Dataset records:

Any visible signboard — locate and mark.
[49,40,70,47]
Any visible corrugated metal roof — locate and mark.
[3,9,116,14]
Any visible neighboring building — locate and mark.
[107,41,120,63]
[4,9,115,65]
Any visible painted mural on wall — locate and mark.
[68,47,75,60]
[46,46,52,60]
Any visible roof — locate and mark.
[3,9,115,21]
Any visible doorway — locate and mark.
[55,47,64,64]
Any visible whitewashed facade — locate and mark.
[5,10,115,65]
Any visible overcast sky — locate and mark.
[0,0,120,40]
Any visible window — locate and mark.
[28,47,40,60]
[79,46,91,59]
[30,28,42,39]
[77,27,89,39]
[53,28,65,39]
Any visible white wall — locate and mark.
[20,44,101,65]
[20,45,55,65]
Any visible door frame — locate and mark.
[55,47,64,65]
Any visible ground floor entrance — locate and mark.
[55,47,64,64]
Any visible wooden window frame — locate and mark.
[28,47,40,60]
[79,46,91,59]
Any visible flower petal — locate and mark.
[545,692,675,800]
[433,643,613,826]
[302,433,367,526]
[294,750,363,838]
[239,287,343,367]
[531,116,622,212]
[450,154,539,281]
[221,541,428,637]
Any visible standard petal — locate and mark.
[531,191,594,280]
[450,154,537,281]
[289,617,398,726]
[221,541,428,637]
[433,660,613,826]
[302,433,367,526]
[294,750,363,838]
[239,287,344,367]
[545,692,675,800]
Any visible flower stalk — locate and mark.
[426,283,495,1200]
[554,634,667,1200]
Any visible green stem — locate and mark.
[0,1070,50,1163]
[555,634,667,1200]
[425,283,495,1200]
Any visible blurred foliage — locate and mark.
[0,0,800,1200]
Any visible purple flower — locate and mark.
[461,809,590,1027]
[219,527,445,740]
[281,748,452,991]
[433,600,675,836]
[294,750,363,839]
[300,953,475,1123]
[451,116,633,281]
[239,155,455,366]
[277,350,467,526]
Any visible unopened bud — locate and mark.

*TO BE DONE*.
Please update the listing above, replacing "locate and mark" with "find and outline" wherever it occurs and keeping every other line the same.

*EXPECTED ANSWER*.
Any visible signboard — find and outline.
[49,40,70,47]
Any visible corrugated metal roof — find and outline.
[3,9,116,14]
Any visible neighboring building — find and outline.
[107,41,120,63]
[4,9,115,65]
Any visible painted mural on wall — find and outline.
[68,47,75,60]
[46,46,52,60]
Any visible roof — find and outline.
[3,9,115,21]
Any visible doorway — find and outline.
[55,47,64,64]
Any visible whitewashed facade — find and outline.
[5,10,115,65]
Any visible overcast sky — find and outline.
[0,0,120,40]
Any visible window — find and outline.
[28,47,40,60]
[79,46,91,59]
[30,28,42,39]
[77,27,89,39]
[53,28,65,39]
Any visible white wall — find and outline.
[20,44,101,65]
[20,45,55,65]
Any visible door frame — find and outline.
[55,47,64,65]
Any visible ground floor entrance — find and outline.
[55,47,64,64]
Any visible wooden window frame — find and outline.
[28,47,40,60]
[79,46,91,59]
Any visible flower petal — find and outline.
[545,692,675,800]
[433,643,613,826]
[302,433,367,526]
[294,750,363,838]
[239,287,343,367]
[531,116,622,212]
[450,154,539,281]
[221,541,428,637]
Any visible standard petal — find and outline.
[531,191,594,280]
[450,154,537,281]
[289,617,398,726]
[221,541,428,637]
[433,660,613,826]
[302,433,367,526]
[294,750,363,838]
[239,287,344,367]
[545,692,675,800]
Any visible flower stalk — find and outline.
[426,283,495,1200]
[554,634,667,1200]
Any visible green stem — find and outline.
[0,1070,50,1163]
[555,634,667,1200]
[425,283,495,1200]
Any visible blurred foliage — find and outline.
[0,0,800,1200]
Any visible purple flower — find and outline.
[461,809,590,1027]
[219,527,445,740]
[281,748,452,991]
[433,600,675,836]
[294,750,363,839]
[300,953,475,1123]
[451,116,633,281]
[239,155,455,366]
[277,350,467,526]
Any visible unopened bud — find and outline.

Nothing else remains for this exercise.